Exercício proposto 1 ▸ Digite de novo, sem nenhuma mudança, o trecho da entrevista sobre racismo e acesso à universidade no Brasil.

###

E quando você chega aqui no Brasil, em que 53% dos brasileiros se auto-declaram negros, você vai perceber que esses 53% dos brasileiros só estão do lado de fora. Eles não estão do lado de dentro. Aliás, foi uma discussão que permeou o projeto Ciência Sem Fronteiras, porque a hipótese era de que “olha, nós precisamos encontrar alunos da elite” e o recorte tem que ser por mérito. E, para buscar essa elite, nós vamos buscar nas 50, nas 30 maiores universidades mais importantes do país. Nas 30 maiores universidades mais importantes do país não tem um aluno e nem um professor negro. Fruto da divisão estrutural em razão do racismo, da discriminação racial. Então, no Brasil, temos isso que acompanha os 350 anos de Escravidão. Nós temos uma lei que pune a discriminação racial, que pune o racismo. Nem com isso nós conseguimos ainda subverter esses dados.
- Fazer um avanço significativo…
José Vicente – Não conseguimos. Porque quando impedimos – por obstáculos formais ou artificiais – o acesso de um contingente tão grande à produção nacional, perdemos valor agregado, nós perdemos capacidade de produção, nós perdemos produtividade e nós perdemos oportunidade de ter cérebros aqui mesmo.
- E perdemos em humanismo …
José Vicente – Do ponto de vista dos direitos humanos, nem se fala. Mas do ponto de vista do viés econômico, que é a medida do momento, se todos os países, a grande batalha hoje é pelos cérebros, o nosso país é o único que se dá ao luxo de jogar metade dos seus cérebros na lata do lixo. Simplesmente porque não teve ainda capacidade de criar mecanismos que integrem negros e brancos na produção.
- Mas alguns alunos da Faculdade Zumbi dos Palmares, seguramente, vão estudar em Harvard…
José Vicente – Vamos trabalhar para que isso seja possível.

###

Exercício proposto 2 ▸ Atualize a listagem da linha que contém "Each instance receives exactly one keypoint. Tag the radiator" até o fim dela, incluindo essa linha. Troque "curtain" por "drape" e mantenha todo o resto igual.

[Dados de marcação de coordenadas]

###

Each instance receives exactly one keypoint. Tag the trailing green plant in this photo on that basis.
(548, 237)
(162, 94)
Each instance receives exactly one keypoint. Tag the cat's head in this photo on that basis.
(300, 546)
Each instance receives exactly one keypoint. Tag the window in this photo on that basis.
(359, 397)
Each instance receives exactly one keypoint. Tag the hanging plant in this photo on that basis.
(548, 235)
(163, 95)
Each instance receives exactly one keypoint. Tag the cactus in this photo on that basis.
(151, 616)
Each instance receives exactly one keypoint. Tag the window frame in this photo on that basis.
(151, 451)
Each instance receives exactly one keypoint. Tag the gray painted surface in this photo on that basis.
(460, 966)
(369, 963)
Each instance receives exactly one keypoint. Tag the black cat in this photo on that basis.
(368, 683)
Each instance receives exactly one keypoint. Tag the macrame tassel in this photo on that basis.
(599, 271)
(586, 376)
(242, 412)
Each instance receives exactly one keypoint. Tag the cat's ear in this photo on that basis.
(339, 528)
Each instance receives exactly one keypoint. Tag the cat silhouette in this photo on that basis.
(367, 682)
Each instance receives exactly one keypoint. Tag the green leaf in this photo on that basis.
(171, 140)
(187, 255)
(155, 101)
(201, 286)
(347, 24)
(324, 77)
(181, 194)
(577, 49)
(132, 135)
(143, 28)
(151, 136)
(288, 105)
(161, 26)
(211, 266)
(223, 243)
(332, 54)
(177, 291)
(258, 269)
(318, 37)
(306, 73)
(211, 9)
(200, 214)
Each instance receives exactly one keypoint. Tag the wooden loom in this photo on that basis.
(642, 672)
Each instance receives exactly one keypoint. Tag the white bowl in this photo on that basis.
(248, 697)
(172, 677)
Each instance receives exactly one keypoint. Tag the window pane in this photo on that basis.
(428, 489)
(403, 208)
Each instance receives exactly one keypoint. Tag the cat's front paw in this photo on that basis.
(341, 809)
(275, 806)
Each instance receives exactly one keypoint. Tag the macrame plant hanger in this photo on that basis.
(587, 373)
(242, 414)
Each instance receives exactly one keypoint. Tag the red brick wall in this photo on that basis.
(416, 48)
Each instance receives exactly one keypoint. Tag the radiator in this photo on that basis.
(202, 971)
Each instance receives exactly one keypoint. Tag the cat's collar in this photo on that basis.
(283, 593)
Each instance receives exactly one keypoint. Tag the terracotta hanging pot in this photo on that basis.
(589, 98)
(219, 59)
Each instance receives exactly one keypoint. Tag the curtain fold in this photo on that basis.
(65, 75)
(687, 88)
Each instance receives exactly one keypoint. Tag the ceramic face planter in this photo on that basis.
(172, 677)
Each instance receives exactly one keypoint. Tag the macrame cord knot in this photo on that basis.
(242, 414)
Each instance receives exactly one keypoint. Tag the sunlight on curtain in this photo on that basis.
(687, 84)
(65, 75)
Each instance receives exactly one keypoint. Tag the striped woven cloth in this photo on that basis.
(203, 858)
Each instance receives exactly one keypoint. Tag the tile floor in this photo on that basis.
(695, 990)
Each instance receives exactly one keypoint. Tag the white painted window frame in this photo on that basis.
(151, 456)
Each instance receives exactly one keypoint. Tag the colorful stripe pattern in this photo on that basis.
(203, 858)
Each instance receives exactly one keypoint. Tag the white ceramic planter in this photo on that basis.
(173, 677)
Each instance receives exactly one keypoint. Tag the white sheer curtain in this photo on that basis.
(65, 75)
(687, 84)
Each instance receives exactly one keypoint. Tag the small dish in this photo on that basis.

###

Resposta 1 ▸
E quando você chega aqui no Brasil, em que 53% dos brasileiros se auto-declaram negros, você vai perceber que esses 53% dos brasileiros só estão do lado de fora. Eles não estão do lado de dentro. Aliás, foi uma discussão que permeou o projeto Ciência Sem Fronteiras, porque a hipótese era de que “olha, nós precisamos encontrar alunos da elite” e o recorte tem que ser por mérito. E, para buscar essa elite, nós vamos buscar nas 50, nas 30 maiores universidades mais importantes do país. Nas 30 maiores universidades mais importantes do país não tem um aluno e nem um professor negro. Fruto da divisão estrutural em razão do racismo, da discriminação racial. Então, no Brasil, temos isso que acompanha os 350 anos de Escravidão. Nós temos uma lei que pune a discriminação racial, que pune o racismo. Nem com isso nós conseguimos ainda subverter esses dados.
- Fazer um avanço significativo…
José Vicente – Não conseguimos. Porque quando impedimos – por obstáculos formais ou artificiais – o acesso de um contingente tão grande à produção nacional, perdemos valor agregado, nós perdemos capacidade de produção, nós perdemos produtividade e nós perdemos oportunidade de ter cérebros aqui mesmo.
- E perdemos em humanismo …
José Vicente – Do ponto de vista dos direitos humanos, nem se fala. Mas do ponto de vista do viés econômico, que é a medida do momento, se todos os países, a grande batalha hoje é pelos cérebros, o nosso país é o único que se dá ao luxo de jogar metade dos seus cérebros na lata do lixo. Simplesmente porque não teve ainda capacidade de criar mecanismos que integrem negros e brancos na produção.
- Mas alguns alunos da Faculdade Zumbi dos Palmares, seguramente, vão estudar em Harvard…
José Vicente – Vamos trabalhar para que isso seja possível.

Resposta 2 ▸
Each instance receives exactly one keypoint. Tag the radiator in this photo on that basis.
(202, 971)
Each instance receives exactly one keypoint. Tag the cat's collar in this photo on that basis.
(283, 593)
Each instance receives exactly one keypoint. Tag the terracotta hanging pot in this photo on that basis.
(589, 98)
(219, 59)
Each instance receives exactly one keypoint. Tag the drape fold in this photo on that basis.
(65, 75)
(687, 88)
Each instance receives exactly one keypoint. Tag the ceramic face planter in this photo on that basis.
(172, 677)
Each instance receives exactly one keypoint. Tag the macrame cord knot in this photo on that basis.
(242, 414)
Each instance receives exactly one keypoint. Tag the sunlight on drape in this photo on that basis.
(687, 84)
(65, 75)
Each instance receives exactly one keypoint. Tag the striped woven cloth in this photo on that basis.
(203, 858)
Each instance receives exactly one keypoint. Tag the tile floor in this photo on that basis.
(695, 990)
Each instance receives exactly one keypoint. Tag the white painted window frame in this photo on that basis.
(151, 456)
Each instance receives exactly one keypoint. Tag the colorful stripe pattern in this photo on that basis.
(203, 858)
Each instance receives exactly one keypoint. Tag the white ceramic planter in this photo on that basis.
(173, 677)
Each instance receives exactly one keypoint. Tag the white sheer drape in this photo on that basis.
(65, 75)
(687, 84)
Each instance receives exactly one keypoint. Tag the small dish in this photo on that basis.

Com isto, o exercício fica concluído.